> **What you need to do**: Switch each "dot" in the records below to "marker", write the records out again with everything else unchanged, and leave out the pictures.

> **Extracted records**:

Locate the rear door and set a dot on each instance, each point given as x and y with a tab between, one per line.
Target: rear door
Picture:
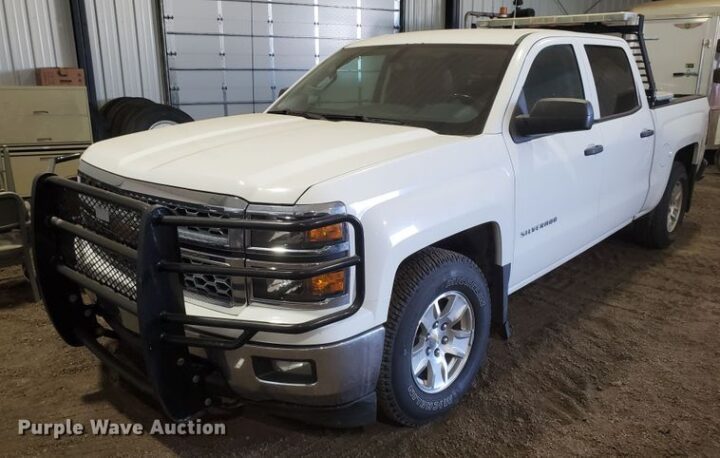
626	125
556	184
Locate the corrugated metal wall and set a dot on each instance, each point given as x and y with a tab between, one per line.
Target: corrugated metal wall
34	33
126	49
430	14
124	36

> **Exercise answer**:
Locate the rear door and set a marker on each instance, each point given as x and y with a tab between, one per line.
Target: rear door
Picture:
626	125
556	184
Locate the corrugated metal wall and set a marker on each instance, each point given as x and y with a tab between, one per line.
Target: corrugated metal wall
34	33
126	49
430	14
124	36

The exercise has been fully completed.